■ Brano citato ■
«Perché il medioevo inizia proprio nel 476 dopo Cristo?» mi chiese un giorno un giovane commercialista. «Non potevano fare cifra tonda e farlo iniziare nel 500?»
Al di là della comprensibile passione che può nutrire per le cifre tonde chi per lavoro si occupa di numeri, la domanda la dice lunga su quanto la Storia sia amata e conosciuta nel nostro Paese.
In ogni caso, poiché temo che il professionista in questione non sia l’unico a porsi tale interrogativo, spendere qualche parola sulla ragione di questa data, e sulle implicazioni che potrebbe aver avuto anche per il nostro territorio, mi pare doveroso.

Il regno di Odoacre nella sua massima espansione.-Thomas Lessman

In quel lontano 476 d.C. non esistono i giornali, non esistono radio o televisione, non esiste internet e non esistono i social network. Niente smartphone, niente sms, niente whatsapp… Che vitaccia, diciamolo! Senza foto, senza post, senza tweet, come si fa a sapere se la vicina di casa rispetta la raccolta differenziata o a conoscere i dettagli dell’ultimo DPCM?
In effetti per gli abitanti della pianura padana il 476 è un anno come un altro, di sicuro non molto allegro. Non sanno di vivere un passaggio epocale, i nostri antenati. Forse non sanno nemmeno che Odoacre, il generale barbaro che ha destituito l’imperatore Romolo Augusto, ha già rispedito a Costantinopoli le insegne imperiali: sigillo, scettro, diadema e porpora. Non lo sanno e anche se lo sapessero, è probabile che a loro importerebbe ben poco: hanno altri problemi per la testa, tra i quali una grave crisi economica, cominciata ben prima dello spostamento della capitale dell’Impero Romano d’Occidente da Mediolanum a Ravenna, e aggravatasi sempre più dall’inizio del secolo.
Non è però solo colpa dei barbari, che da Alarico in poi scorrazzano in lungo e in largo in tutta la penisola, prendendosi quello che gli pare dove e quando gli pare, se le cose non vanno per il verso giusto.
I cosiddetti “barbari” infatti ce li abbiamo già in casa, e da un bel pezzo: sono costoro ad avere in mano le redini dell’ormai non più glorioso esercito romano, nel quale, entrati all’inizio come semplici ausiliari, hanno via via scalato tutti i gradi della scala gerarchica e adesso dettano legge.

■ Quesiti ■
(a) Per favore, trasforma in un elenco puntato il paragrafo del brano sul 476 che comincia con «In effetti per gli abitanti della pianura padana», mantenendone i fatti principali.
(b) Continua il brano sul 476 dopo la sua ultima frase, con un paragrafo nello stesso tono.

■ Dati forniti ■
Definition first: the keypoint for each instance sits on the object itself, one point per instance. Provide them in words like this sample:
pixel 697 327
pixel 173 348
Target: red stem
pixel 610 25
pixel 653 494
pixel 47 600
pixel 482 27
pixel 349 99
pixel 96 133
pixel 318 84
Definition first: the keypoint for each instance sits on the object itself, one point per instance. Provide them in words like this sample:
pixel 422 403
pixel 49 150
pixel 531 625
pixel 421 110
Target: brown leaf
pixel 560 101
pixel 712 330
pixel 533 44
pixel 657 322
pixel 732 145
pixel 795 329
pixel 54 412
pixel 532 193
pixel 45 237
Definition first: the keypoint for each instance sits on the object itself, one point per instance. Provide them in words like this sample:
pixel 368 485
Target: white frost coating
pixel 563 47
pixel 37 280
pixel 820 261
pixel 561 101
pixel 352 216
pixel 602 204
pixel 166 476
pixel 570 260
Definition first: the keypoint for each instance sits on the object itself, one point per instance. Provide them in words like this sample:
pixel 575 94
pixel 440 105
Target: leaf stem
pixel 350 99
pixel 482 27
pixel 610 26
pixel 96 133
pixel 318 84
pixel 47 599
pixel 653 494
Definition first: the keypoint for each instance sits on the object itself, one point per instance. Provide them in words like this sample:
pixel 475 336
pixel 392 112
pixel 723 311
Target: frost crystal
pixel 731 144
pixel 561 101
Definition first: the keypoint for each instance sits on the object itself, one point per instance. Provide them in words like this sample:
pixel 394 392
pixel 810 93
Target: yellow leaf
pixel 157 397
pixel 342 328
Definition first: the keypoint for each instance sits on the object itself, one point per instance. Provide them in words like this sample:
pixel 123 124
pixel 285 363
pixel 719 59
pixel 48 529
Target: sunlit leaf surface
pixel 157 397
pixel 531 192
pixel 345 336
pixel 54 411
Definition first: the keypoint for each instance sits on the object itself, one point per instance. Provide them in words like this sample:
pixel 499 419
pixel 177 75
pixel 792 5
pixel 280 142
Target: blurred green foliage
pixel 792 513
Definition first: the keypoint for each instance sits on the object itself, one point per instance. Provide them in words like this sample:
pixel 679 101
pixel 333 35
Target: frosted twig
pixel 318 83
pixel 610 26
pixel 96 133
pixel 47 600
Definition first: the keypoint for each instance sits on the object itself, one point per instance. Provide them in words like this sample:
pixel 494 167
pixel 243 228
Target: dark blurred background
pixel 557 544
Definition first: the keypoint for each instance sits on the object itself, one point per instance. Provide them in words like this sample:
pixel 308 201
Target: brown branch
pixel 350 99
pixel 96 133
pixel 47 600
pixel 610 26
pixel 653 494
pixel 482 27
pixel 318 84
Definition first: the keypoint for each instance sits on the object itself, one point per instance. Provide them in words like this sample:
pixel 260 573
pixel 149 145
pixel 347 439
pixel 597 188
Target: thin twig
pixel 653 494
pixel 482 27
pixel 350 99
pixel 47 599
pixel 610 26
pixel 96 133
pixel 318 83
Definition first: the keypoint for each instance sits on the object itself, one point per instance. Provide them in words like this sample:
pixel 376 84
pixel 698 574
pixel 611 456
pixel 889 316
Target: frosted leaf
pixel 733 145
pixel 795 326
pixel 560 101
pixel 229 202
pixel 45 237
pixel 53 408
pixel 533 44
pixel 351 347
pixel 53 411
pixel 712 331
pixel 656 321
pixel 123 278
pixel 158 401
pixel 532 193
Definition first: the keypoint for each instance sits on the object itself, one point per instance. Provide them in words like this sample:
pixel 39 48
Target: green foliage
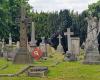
pixel 46 24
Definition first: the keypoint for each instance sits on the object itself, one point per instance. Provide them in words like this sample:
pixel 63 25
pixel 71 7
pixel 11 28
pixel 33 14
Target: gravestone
pixel 22 55
pixel 33 41
pixel 68 34
pixel 75 45
pixel 43 47
pixel 17 44
pixel 9 52
pixel 38 71
pixel 69 56
pixel 0 49
pixel 92 55
pixel 10 39
pixel 60 47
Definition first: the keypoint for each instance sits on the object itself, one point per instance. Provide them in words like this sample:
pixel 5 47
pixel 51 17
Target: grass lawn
pixel 62 71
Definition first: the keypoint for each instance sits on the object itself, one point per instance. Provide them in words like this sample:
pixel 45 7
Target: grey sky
pixel 56 5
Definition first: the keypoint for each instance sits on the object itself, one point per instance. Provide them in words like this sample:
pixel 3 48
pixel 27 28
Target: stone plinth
pixel 22 57
pixel 92 56
pixel 69 56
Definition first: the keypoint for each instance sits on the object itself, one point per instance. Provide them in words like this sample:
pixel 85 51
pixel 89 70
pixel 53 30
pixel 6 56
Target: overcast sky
pixel 56 5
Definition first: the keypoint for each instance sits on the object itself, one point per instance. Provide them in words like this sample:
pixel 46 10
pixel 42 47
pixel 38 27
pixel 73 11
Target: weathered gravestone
pixel 1 49
pixel 43 47
pixel 33 41
pixel 75 42
pixel 92 55
pixel 38 71
pixel 69 56
pixel 60 47
pixel 10 39
pixel 22 55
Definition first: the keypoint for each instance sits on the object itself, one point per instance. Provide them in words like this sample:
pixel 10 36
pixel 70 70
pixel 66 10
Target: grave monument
pixel 69 56
pixel 22 55
pixel 92 55
pixel 60 47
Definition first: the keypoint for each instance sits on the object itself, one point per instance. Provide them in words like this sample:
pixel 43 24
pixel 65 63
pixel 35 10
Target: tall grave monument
pixel 33 41
pixel 60 47
pixel 69 56
pixel 10 39
pixel 92 55
pixel 22 55
pixel 43 47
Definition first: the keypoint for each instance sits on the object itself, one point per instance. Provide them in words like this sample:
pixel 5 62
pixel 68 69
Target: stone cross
pixel 22 55
pixel 33 42
pixel 10 39
pixel 60 47
pixel 68 33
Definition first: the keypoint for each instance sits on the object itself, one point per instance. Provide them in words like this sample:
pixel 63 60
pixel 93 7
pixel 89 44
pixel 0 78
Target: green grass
pixel 62 71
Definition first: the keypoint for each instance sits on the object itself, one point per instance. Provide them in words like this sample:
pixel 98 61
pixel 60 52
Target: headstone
pixel 75 45
pixel 43 47
pixel 9 52
pixel 68 33
pixel 17 44
pixel 38 71
pixel 92 55
pixel 0 49
pixel 3 43
pixel 69 56
pixel 10 39
pixel 60 47
pixel 33 41
pixel 22 55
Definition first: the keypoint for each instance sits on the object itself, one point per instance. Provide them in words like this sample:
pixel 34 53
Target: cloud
pixel 56 5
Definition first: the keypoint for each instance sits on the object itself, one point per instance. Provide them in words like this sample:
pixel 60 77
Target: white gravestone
pixel 33 41
pixel 60 47
pixel 75 45
pixel 68 33
pixel 43 47
pixel 10 39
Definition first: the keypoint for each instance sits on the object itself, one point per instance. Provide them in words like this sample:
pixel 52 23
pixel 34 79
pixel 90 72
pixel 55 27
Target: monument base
pixel 69 56
pixel 22 56
pixel 92 57
pixel 60 49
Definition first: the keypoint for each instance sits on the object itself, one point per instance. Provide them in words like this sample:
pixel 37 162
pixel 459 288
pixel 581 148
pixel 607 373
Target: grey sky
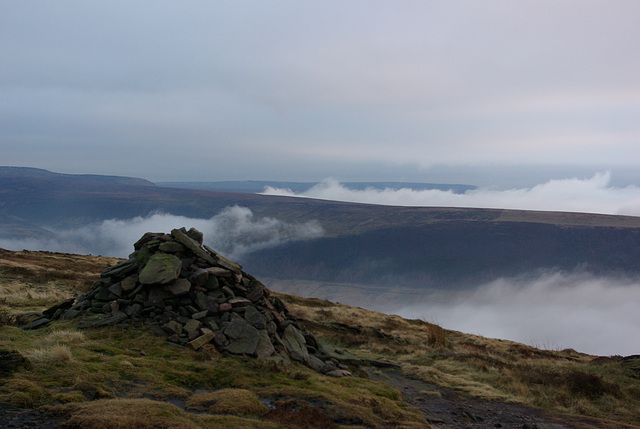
pixel 287 90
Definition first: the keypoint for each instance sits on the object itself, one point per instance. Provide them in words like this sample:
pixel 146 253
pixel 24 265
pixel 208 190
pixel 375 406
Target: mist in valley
pixel 233 232
pixel 595 194
pixel 554 310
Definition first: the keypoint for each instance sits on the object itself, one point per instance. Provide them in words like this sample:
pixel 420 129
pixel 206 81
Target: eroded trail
pixel 444 408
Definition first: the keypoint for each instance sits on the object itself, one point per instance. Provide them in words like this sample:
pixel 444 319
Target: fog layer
pixel 590 195
pixel 234 232
pixel 555 311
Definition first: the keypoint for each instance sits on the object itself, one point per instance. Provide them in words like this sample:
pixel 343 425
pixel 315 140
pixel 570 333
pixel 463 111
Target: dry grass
pixel 240 402
pixel 143 414
pixel 494 369
pixel 57 353
pixel 99 377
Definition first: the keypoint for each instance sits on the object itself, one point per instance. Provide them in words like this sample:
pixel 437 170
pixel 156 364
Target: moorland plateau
pixel 404 373
pixel 370 246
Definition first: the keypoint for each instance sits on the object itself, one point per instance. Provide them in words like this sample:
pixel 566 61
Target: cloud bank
pixel 590 195
pixel 234 232
pixel 555 311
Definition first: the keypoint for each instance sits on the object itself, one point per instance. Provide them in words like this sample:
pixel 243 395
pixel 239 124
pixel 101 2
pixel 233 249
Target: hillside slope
pixel 407 373
pixel 432 247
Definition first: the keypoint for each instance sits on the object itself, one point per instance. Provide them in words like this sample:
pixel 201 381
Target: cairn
pixel 193 296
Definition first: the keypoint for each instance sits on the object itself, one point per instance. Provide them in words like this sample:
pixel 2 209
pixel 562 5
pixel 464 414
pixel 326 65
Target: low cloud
pixel 554 311
pixel 590 195
pixel 234 232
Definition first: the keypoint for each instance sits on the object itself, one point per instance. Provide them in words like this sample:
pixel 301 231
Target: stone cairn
pixel 193 296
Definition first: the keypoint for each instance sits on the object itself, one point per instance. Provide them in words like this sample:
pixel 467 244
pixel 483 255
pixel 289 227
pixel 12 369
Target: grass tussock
pixel 98 379
pixel 57 353
pixel 126 414
pixel 240 402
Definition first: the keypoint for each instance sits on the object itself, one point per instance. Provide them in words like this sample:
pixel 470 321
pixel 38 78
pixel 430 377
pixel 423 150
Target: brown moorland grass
pixel 108 367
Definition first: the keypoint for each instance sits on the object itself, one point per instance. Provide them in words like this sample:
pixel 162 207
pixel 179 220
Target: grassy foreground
pixel 115 378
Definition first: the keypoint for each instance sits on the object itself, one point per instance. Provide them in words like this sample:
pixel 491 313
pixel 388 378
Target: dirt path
pixel 445 408
pixel 15 417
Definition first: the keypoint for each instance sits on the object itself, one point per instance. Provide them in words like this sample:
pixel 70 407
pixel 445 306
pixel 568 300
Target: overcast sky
pixel 458 91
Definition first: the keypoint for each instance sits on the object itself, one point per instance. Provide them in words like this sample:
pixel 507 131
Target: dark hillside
pixel 426 246
pixel 453 254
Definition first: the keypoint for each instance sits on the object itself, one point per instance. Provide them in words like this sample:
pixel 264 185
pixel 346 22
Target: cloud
pixel 234 232
pixel 555 310
pixel 591 195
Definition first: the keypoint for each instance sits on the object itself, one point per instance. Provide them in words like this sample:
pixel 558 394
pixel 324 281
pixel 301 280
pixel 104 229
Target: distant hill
pixel 419 247
pixel 255 186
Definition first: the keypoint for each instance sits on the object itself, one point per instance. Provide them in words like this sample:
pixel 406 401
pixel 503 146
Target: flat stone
pixel 172 327
pixel 227 291
pixel 117 317
pixel 317 365
pixel 219 272
pixel 36 324
pixel 199 277
pixel 171 247
pixel 116 289
pixel 134 309
pixel 243 338
pixel 192 326
pixel 158 294
pixel 211 324
pixel 129 283
pixel 201 340
pixel 255 318
pixel 201 315
pixel 120 270
pixel 162 268
pixel 195 235
pixel 222 261
pixel 179 287
pixel 256 294
pixel 339 373
pixel 239 302
pixel 181 236
pixel 264 347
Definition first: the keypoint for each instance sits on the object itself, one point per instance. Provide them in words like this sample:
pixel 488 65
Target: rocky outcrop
pixel 193 296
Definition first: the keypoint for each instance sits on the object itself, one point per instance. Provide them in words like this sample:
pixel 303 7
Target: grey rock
pixel 201 340
pixel 129 283
pixel 36 324
pixel 201 315
pixel 116 289
pixel 243 338
pixel 211 324
pixel 264 347
pixel 67 303
pixel 117 317
pixel 171 247
pixel 295 344
pixel 192 326
pixel 318 365
pixel 157 295
pixel 219 272
pixel 120 270
pixel 181 236
pixel 162 268
pixel 179 287
pixel 255 318
pixel 133 310
pixel 195 235
pixel 172 327
pixel 199 277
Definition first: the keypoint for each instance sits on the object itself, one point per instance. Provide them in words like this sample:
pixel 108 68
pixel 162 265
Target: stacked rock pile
pixel 193 296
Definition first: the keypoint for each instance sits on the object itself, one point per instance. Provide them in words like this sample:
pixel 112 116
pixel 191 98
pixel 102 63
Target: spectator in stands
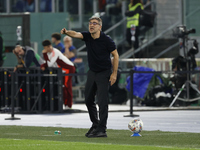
pixel 102 4
pixel 45 5
pixel 70 50
pixel 55 39
pixel 133 14
pixel 24 5
pixel 2 49
pixel 54 58
pixel 27 57
pixel 113 7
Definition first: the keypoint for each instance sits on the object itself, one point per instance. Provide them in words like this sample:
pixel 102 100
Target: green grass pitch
pixel 43 138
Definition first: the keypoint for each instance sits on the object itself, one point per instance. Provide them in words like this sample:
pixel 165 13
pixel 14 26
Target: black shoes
pixel 92 129
pixel 97 133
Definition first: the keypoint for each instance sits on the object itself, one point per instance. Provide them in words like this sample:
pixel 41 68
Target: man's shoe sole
pixel 94 135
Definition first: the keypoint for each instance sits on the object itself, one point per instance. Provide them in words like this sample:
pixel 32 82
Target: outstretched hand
pixel 63 31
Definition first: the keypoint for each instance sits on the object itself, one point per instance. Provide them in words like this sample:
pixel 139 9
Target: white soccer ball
pixel 135 125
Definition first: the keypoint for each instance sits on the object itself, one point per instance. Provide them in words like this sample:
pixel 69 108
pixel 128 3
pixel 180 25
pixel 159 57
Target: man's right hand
pixel 15 69
pixel 63 31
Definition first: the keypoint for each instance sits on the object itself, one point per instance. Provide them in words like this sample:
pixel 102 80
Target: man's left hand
pixel 113 78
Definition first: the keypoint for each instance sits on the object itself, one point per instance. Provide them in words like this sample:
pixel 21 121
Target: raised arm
pixel 71 33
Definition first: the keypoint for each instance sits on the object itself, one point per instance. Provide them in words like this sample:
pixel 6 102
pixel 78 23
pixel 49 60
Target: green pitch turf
pixel 43 138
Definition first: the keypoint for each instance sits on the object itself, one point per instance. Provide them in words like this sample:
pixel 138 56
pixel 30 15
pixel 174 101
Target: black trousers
pixel 98 84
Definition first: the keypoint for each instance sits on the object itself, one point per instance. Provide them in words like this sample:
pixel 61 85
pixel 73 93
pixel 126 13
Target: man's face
pixel 48 48
pixel 68 42
pixel 19 51
pixel 94 26
pixel 53 40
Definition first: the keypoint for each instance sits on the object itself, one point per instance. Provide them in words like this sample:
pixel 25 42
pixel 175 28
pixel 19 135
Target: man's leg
pixel 90 91
pixel 102 80
pixel 69 91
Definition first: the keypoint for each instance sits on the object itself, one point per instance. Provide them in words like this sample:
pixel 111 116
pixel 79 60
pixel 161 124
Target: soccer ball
pixel 135 125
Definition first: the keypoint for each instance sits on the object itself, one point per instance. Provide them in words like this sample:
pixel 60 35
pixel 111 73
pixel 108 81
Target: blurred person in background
pixel 56 40
pixel 113 7
pixel 45 5
pixel 70 50
pixel 133 14
pixel 2 50
pixel 102 4
pixel 27 57
pixel 24 6
pixel 54 58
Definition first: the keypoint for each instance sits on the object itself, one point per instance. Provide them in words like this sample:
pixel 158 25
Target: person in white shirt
pixel 54 58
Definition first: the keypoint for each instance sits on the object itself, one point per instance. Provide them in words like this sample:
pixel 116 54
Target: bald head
pixel 67 41
pixel 18 50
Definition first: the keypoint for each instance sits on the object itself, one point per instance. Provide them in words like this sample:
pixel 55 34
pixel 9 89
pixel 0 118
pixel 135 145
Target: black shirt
pixel 99 51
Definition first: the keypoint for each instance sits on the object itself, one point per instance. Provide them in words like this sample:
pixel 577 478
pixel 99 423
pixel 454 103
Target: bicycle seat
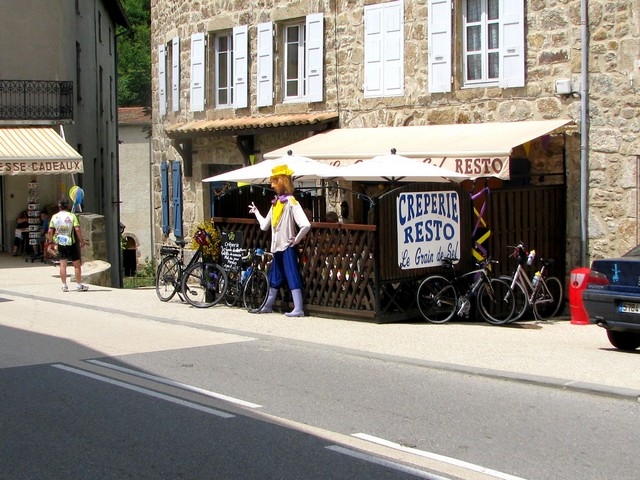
pixel 167 250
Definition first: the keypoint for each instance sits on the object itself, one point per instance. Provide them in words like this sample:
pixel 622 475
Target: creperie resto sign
pixel 428 228
pixel 475 166
pixel 40 167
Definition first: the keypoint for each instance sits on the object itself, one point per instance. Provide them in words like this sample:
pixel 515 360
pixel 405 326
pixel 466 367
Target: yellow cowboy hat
pixel 281 170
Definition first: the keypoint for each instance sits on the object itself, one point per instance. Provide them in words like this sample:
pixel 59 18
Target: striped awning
pixel 474 149
pixel 36 151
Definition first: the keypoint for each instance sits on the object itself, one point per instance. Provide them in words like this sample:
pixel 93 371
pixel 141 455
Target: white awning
pixel 474 149
pixel 36 151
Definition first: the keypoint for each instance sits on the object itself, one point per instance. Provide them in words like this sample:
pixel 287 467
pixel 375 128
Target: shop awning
pixel 36 151
pixel 250 125
pixel 476 149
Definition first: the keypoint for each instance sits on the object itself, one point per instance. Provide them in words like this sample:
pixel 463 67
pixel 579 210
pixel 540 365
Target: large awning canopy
pixel 36 151
pixel 474 149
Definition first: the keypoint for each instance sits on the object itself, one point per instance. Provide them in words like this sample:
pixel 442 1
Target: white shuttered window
pixel 197 72
pixel 440 45
pixel 175 74
pixel 384 50
pixel 162 79
pixel 240 67
pixel 493 43
pixel 265 65
pixel 492 47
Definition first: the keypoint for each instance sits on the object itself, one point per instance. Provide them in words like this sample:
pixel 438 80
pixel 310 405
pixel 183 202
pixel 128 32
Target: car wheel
pixel 624 340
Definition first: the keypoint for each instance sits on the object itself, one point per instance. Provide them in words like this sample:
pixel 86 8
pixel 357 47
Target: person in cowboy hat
pixel 289 225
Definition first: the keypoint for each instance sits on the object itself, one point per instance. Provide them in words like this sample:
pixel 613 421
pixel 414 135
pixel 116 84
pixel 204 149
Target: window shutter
pixel 393 65
pixel 175 74
pixel 240 66
pixel 164 181
pixel 440 40
pixel 265 64
pixel 373 51
pixel 512 59
pixel 197 72
pixel 314 44
pixel 176 179
pixel 162 79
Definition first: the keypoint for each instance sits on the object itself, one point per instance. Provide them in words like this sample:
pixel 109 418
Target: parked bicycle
pixel 202 284
pixel 543 293
pixel 440 298
pixel 248 281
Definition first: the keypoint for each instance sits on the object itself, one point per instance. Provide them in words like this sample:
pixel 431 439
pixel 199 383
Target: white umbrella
pixel 396 168
pixel 303 169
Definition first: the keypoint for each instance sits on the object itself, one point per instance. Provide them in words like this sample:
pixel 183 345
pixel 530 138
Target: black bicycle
pixel 440 298
pixel 248 281
pixel 199 283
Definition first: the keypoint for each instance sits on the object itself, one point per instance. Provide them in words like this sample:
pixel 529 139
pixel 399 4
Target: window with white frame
pixel 219 68
pixel 384 49
pixel 481 39
pixel 303 61
pixel 491 48
pixel 294 59
pixel 162 79
pixel 174 61
pixel 223 69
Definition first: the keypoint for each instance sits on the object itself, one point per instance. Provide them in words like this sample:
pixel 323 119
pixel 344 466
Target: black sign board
pixel 230 249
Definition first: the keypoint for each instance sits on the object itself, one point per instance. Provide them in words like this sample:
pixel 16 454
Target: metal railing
pixel 36 100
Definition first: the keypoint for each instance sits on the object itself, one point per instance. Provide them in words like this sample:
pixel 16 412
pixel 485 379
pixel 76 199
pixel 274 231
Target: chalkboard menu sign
pixel 230 249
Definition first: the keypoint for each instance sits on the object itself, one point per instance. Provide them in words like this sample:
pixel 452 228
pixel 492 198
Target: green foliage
pixel 134 56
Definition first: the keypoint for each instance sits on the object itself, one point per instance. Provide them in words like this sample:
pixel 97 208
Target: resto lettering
pixel 478 166
pixel 428 228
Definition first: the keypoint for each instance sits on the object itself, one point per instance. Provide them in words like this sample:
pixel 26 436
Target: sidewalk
pixel 577 357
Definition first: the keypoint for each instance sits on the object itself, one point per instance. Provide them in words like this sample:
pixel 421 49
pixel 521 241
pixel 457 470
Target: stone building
pixel 57 90
pixel 233 81
pixel 134 125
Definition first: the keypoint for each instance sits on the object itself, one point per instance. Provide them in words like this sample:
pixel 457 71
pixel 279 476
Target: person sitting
pixel 22 227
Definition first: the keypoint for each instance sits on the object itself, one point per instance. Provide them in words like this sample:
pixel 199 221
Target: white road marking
pixel 385 463
pixel 435 456
pixel 145 391
pixel 172 383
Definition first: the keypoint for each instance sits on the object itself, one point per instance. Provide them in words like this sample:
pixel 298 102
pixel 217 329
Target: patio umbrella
pixel 395 168
pixel 303 169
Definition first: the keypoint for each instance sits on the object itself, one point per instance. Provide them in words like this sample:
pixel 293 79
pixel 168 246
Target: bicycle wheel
pixel 496 302
pixel 204 284
pixel 234 289
pixel 520 297
pixel 437 299
pixel 548 298
pixel 167 278
pixel 256 290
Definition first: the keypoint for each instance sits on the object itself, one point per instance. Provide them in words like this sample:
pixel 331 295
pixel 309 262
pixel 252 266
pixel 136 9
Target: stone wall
pixel 94 254
pixel 553 51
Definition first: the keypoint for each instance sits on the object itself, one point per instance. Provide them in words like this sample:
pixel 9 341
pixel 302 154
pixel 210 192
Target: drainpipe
pixel 584 133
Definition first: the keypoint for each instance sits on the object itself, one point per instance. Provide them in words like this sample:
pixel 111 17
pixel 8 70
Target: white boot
pixel 297 304
pixel 271 299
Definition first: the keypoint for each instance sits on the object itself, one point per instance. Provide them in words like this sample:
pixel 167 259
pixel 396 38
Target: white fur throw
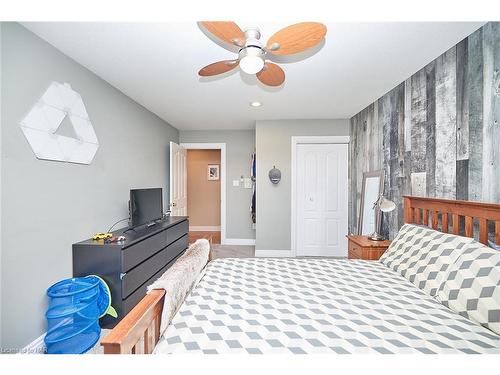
pixel 179 279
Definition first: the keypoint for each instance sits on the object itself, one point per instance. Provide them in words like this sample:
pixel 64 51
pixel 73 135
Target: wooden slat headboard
pixel 440 214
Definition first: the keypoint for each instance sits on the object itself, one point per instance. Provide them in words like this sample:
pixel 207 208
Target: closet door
pixel 322 199
pixel 178 180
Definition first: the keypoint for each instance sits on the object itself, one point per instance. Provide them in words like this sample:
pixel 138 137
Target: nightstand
pixel 360 247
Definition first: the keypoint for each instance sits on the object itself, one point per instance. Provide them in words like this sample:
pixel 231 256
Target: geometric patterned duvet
pixel 308 305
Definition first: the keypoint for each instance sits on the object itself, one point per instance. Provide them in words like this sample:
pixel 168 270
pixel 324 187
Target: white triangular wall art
pixel 40 126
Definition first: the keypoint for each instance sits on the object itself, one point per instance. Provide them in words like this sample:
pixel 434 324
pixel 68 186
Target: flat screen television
pixel 146 206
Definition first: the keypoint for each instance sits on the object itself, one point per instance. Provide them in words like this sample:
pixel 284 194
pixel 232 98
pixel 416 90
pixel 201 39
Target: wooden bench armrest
pixel 141 323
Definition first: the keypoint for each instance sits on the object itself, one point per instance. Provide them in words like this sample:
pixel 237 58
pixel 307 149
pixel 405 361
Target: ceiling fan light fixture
pixel 251 60
pixel 255 104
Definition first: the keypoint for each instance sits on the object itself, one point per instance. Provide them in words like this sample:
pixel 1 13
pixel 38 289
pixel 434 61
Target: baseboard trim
pixel 204 229
pixel 273 253
pixel 37 346
pixel 239 241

■ Soluzioni degli esercizi ■
(a)
- Per gli abitanti della pianura padana il 476 è un anno come un altro, e di sicuro non molto allegro.
- Non sanno di vivere un passaggio epocale.
- Forse ignorano che Odoacre, il generale barbaro che ha destituito l'imperatore Romolo Augusto, ha già rimandato a Costantinopoli le insegne imperiali: sigillo, scettro, diadema e porpora.
- Anche se lo sapessero, probabilmente importerebbe loro ben poco.
- Hanno altri problemi, tra cui una grave crisi economica, iniziata prima che la capitale dell'Impero Romano d'Occidente passasse da Mediolanum a Ravenna e aggravatasi sempre più dall'inizio del secolo.

(b)
Gli ultimi imperatori d’occidente altro non sono che semplici fantocci, con la lama puntata alla gola da parte di generali spietati e senza scrupoli, quasi tutti di origine germanica. La differenza tra Odoacre, magister militum appartenente, pare, alla potente tribù degli Eruli, e i suoi predecessori è solo quella di rinunciare a nominare pure lui un burattino, che esegua le sue volontà alla lettera, accontentandosi invece di richiedere la carica di patrizio all’allora imperatore d’oriente, Zenone.
Si tratta però di una differenza sostanziale ed è proprio per via di questo cambio di atteggiamento che gli storici in seguito decreteranno in modo ufficiale la fine dell’Impero Romano d’Occidente.
Odoacre, insomma, l’imperatore non lo vuole fare e nemmeno si ritiene, come i generali barbari che l’hanno preceduto, investito dell’autorità di nominarne uno.
Sulle effettive ragioni di tale scelta, lasciamo gli storici, quelli veri, a discutere, per occuparci piuttosto di un altro perché, che forse ci riguarda più da vicino, ovvero la possibile ragione del colpo di Stato di Odoacre.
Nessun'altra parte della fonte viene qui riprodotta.